What needs to be done: All that should come back is the lines of the data below from the one containing "Would you kindly mark the neoclassical" to the one containing "Would you kindly mark the white column", inclusive, exactly as they stand.

Supplied material:
== Segment start ==
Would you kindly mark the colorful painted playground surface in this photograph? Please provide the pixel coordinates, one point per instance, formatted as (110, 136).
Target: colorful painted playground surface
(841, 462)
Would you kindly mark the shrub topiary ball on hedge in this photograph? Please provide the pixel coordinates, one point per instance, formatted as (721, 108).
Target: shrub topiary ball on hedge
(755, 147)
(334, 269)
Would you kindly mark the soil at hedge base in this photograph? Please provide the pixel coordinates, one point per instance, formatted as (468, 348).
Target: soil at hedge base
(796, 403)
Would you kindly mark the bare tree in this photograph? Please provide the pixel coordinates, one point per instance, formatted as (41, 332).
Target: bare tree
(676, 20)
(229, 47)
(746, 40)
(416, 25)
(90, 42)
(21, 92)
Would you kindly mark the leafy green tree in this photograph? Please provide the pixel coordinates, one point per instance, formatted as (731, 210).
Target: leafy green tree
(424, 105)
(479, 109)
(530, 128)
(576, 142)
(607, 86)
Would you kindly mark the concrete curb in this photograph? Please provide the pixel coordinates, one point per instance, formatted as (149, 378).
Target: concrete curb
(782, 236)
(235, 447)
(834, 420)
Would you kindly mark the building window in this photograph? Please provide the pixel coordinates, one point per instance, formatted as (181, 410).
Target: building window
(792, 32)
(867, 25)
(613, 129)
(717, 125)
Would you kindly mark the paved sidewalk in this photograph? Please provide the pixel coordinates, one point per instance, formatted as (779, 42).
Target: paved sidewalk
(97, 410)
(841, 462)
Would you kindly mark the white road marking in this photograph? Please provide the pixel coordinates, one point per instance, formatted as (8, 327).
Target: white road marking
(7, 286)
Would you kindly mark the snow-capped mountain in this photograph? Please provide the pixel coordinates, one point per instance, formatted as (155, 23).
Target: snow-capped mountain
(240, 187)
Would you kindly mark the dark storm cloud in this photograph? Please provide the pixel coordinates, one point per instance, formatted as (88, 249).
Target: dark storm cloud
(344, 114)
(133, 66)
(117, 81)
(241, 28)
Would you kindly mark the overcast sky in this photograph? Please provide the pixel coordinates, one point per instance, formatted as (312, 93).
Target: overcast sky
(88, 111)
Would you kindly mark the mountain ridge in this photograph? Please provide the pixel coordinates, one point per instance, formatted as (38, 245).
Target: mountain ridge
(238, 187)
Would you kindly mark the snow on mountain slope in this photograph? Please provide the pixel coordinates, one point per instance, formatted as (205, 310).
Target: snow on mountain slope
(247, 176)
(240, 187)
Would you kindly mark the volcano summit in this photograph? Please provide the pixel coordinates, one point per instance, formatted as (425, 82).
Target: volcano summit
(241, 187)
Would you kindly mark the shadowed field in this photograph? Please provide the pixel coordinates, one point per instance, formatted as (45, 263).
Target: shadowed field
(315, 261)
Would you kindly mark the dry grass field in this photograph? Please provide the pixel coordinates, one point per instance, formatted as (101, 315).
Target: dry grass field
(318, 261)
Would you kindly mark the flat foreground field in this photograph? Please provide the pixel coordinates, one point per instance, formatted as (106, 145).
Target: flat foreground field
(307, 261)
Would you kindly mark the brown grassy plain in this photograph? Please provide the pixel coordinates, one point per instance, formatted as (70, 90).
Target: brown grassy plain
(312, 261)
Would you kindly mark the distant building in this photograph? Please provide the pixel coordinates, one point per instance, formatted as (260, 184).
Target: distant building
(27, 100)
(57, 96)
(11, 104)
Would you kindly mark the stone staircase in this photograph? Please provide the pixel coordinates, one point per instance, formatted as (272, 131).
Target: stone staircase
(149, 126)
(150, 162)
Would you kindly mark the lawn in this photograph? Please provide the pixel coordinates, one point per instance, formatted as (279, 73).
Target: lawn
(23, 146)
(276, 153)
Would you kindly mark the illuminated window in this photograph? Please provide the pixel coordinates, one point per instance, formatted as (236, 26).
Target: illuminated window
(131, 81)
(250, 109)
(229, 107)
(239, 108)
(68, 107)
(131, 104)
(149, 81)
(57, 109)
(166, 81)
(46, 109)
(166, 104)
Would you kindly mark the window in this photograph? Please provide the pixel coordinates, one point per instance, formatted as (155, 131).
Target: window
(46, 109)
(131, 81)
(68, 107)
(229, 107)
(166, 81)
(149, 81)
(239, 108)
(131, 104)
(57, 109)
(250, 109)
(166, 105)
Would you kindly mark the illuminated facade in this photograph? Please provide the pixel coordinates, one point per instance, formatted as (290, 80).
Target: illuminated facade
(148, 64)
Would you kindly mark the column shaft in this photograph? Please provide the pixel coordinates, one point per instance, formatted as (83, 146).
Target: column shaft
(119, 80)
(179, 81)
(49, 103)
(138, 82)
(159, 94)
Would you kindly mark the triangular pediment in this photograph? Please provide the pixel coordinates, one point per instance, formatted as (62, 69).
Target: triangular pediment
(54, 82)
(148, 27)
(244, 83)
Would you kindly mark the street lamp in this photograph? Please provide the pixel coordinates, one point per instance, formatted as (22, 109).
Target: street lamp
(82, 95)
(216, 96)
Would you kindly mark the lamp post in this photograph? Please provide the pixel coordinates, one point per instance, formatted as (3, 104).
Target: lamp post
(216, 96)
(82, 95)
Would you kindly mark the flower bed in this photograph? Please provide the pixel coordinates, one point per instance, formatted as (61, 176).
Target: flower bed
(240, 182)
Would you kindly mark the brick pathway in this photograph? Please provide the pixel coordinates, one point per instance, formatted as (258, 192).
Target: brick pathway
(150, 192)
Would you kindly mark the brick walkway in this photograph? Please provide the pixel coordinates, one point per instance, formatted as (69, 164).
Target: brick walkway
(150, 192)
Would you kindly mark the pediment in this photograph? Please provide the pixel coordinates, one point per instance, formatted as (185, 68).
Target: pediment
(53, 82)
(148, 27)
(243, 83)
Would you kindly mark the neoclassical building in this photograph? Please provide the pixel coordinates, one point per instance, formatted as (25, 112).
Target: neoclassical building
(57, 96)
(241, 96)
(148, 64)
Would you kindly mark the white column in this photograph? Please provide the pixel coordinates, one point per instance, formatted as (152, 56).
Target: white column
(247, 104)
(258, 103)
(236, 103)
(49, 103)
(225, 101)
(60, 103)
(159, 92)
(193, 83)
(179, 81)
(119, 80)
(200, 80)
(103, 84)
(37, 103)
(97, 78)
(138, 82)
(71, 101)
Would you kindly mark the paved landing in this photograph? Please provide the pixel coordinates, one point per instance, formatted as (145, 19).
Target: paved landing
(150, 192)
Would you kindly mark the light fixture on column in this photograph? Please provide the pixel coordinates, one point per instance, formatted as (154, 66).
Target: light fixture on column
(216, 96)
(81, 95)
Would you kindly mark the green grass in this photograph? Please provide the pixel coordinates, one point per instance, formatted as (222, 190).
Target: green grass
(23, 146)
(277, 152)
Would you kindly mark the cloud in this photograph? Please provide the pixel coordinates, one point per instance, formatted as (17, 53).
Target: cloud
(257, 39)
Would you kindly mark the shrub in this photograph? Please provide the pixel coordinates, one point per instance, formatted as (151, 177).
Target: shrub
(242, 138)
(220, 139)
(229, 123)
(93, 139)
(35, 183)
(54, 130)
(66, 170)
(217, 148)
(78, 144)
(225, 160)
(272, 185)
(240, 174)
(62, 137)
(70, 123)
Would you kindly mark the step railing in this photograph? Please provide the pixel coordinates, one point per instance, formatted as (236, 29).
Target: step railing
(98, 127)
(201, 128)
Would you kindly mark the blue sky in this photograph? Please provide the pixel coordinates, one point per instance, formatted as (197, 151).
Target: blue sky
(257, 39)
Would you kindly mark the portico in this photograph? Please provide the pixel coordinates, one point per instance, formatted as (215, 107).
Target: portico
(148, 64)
== Segment end ==
Response:
Would you kindly mark the neoclassical building in this photograph? Please provide the pixel coordinates, one point per instance, formatted as (25, 112).
Target: neoclassical building
(57, 96)
(241, 96)
(148, 64)
Would you kindly mark the white column in this photograph? Please provide the pixel coordinates, one point per instance, formatted as (152, 56).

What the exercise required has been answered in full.